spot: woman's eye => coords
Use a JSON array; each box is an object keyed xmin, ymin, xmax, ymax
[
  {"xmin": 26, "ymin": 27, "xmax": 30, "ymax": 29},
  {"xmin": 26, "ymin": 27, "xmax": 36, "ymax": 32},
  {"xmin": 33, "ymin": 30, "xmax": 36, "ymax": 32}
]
========
» **WHAT TO DO**
A word-for-word copy of the listing is the expected answer.

» **OUTPUT**
spot: woman's eye => coords
Use a JSON array; each box is an object keyed xmin, ymin, xmax, ymax
[
  {"xmin": 26, "ymin": 27, "xmax": 30, "ymax": 29},
  {"xmin": 26, "ymin": 27, "xmax": 36, "ymax": 32},
  {"xmin": 33, "ymin": 30, "xmax": 36, "ymax": 32}
]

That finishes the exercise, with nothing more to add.